[Exercise requirements] In the records below, present everything from the line containing "Below is an image submitted for analysis." down to and including the line containing "[0, 138, 369, 145]" as a Markdown table with the columns No. and Line. Use one row per line, skip blank lines, and leave out the pictures.

[Records on locating named things]
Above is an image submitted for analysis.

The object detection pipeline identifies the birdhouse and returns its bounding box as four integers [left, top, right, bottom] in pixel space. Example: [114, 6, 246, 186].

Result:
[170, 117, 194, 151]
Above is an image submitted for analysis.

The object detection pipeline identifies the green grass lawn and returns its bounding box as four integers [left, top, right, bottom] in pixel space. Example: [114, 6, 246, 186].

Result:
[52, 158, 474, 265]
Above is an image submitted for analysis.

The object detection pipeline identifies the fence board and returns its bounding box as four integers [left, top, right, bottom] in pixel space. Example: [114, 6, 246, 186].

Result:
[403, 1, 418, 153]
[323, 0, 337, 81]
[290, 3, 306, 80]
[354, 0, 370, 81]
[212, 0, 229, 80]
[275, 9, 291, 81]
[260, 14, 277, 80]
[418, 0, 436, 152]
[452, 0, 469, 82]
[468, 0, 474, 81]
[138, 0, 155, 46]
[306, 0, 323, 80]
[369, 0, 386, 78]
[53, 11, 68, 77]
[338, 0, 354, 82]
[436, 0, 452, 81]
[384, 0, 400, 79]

--

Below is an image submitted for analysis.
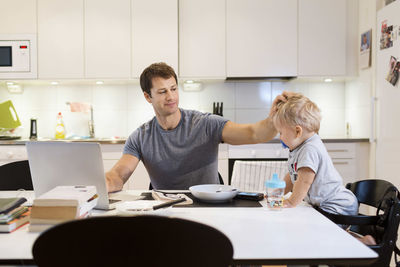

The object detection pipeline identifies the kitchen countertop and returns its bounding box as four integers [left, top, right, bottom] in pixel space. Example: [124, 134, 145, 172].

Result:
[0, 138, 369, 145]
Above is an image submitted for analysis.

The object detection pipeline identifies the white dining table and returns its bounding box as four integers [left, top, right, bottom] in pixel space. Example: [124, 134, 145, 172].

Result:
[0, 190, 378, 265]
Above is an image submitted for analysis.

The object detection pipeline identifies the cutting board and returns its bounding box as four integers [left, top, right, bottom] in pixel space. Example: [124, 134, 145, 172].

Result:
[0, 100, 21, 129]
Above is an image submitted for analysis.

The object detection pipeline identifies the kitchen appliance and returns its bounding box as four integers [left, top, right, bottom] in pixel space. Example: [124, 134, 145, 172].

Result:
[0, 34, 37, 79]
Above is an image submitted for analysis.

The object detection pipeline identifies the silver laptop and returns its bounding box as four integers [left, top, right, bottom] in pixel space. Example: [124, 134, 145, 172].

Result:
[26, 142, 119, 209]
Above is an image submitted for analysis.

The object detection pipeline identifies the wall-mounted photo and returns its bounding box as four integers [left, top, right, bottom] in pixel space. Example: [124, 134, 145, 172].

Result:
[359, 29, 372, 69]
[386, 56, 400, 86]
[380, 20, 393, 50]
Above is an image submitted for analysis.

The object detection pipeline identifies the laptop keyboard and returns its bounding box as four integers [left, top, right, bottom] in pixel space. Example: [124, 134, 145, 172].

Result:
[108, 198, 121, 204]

[Result]
| No. | Line |
|---|---|
| 1 | Below is an image submitted for analysis. |
| 2 | The object detection pipeline identifies the kitchen countertop and returns its bounding box as four integers [left, top, right, bottom] in pixel space. Example: [124, 134, 145, 172]. |
| 3 | Result: |
| 4 | [0, 138, 369, 145] |